> Your assignment:
Could you repeat the records below exactly as written?
======== Material provided
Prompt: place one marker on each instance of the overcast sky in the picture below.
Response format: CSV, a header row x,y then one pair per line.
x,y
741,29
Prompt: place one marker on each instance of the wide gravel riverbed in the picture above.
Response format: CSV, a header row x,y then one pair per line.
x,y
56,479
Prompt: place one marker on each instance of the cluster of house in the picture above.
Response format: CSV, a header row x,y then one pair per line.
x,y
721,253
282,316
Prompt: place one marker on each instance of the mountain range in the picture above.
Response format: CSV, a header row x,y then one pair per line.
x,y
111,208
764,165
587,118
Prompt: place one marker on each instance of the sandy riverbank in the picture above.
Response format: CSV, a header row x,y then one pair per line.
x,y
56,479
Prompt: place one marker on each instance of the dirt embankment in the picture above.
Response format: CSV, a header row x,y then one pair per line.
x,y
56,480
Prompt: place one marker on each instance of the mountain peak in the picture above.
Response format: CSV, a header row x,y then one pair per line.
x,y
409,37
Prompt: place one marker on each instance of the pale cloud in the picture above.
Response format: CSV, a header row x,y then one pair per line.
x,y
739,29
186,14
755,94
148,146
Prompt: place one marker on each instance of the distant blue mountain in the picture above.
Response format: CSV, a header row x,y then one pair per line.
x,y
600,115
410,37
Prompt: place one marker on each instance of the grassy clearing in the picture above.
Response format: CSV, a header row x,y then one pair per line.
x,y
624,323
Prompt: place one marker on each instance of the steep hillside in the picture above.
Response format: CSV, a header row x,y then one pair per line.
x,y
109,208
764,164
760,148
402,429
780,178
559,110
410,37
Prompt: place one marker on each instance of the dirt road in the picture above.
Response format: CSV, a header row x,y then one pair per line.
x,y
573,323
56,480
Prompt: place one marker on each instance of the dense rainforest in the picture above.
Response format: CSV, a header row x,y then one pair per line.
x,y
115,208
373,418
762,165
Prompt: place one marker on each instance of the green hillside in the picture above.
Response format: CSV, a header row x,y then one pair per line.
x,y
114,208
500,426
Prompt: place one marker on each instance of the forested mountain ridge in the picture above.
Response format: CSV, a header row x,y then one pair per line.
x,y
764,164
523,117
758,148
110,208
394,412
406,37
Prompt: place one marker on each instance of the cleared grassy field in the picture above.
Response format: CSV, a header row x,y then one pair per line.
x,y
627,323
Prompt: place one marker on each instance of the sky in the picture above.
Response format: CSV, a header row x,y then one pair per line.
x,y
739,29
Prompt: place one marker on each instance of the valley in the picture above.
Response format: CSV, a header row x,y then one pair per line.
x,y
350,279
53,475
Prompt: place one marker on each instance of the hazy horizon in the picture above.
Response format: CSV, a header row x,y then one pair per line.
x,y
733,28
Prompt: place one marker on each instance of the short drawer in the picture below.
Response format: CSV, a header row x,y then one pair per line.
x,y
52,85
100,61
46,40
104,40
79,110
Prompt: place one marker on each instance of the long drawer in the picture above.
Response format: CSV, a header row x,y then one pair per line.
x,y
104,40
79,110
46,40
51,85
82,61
================
> Task output:
Prompt: place one marker on each instance of the overcast sky in the picture below.
Response format: CSV, a header row x,y then one pair per line.
x,y
741,29
Prompt: place one marker on each instance of the wide gravel riverbed in the picture above.
Response format: CSV, a header row x,y then one pair per line.
x,y
56,479
Prompt: place one marker on each instance of the cluster of house in the picture above.
Response format: CSV, a header row x,y then one pair per line.
x,y
721,253
282,316
Prompt: place one marker on each instance of the mountain range in the picture above.
Response format: CSV, a header row x,y then one pair per line.
x,y
111,208
764,165
587,118
Prompt: place one marker on each instance of the sandy riverbank in the picture above.
Response format: CSV, a header row x,y then one pair per line.
x,y
56,479
Prompt: place one marker on each instance of the dirt embankment in the picture above.
Response format: CSV, a header row x,y then one pair per line.
x,y
56,480
Prompt: place one marker on each instance of the mountain peak in the picture above.
Response format: CSV, a header row x,y then one pair per line.
x,y
409,37
Prompt: place one marker on each instance of the pale cloud in the picture above.
Response format: CSV, a header row x,y then one pair per line.
x,y
739,29
186,14
755,94
148,146
Prompt: place one marker on each instance of the distant blue mountain in the picture above.
Response format: CSV, a header row x,y then one pair per line.
x,y
600,115
410,37
Prompt: place one marker on each instance of the grassy clearing in the picture above.
Response format: CSV, a header row x,y then one pair per line.
x,y
624,323
Prompt: place one marker on each instance of the steep hillside in the picture above.
Response format: CSV, a header row x,y then one pair per line.
x,y
109,208
764,164
760,148
402,429
780,178
559,110
410,37
Prompt: place one marker on each instance of the dirt road in the picture above.
Response format: CSV, a header row x,y then one pair per line.
x,y
573,323
56,480
Prompt: place one marker on each instance of the dense rainforest in the picture above.
Response format: CSV, a header row x,y then one pair per line.
x,y
115,208
373,418
762,165
Prompt: place one marker on each instance of the green hillside in the picture above.
Response format: CSV, a header row x,y then one pair per line.
x,y
114,208
500,426
Prompt: place one marker on each instance of the forested mountain ridge in the picture above.
Response format: CSV, a header row x,y then one pair per line.
x,y
764,164
523,117
758,148
110,208
394,412
406,37
Prompt: place one marker on each instance of the cleared grassy field in the picture above.
Response format: CSV, a header row x,y then one pair per line.
x,y
627,323
Prompt: place one marker on each instance of the sky in the picture above.
Response format: CSV, a header row x,y then one pair per line.
x,y
739,29
Prompt: place one marker on each instance of the valley in the picture above.
Response format: CSV, a header row x,y then one pair per line.
x,y
350,279
53,475
Prompt: place one marker on each instance of the hazy horizon in the picture above.
Response format: CSV, a header row x,y then one pair per line.
x,y
733,28
Prompt: place one marker on each instance of the short drawer in the picture below.
Response format: CSV, a header row x,y then one pair per line.
x,y
52,85
100,61
46,40
104,40
79,110
Prompt: place one marker on each instance of the long drawer in the picture above.
Response format: CSV, a header row x,y then one pair per line.
x,y
104,40
79,110
46,40
51,85
82,61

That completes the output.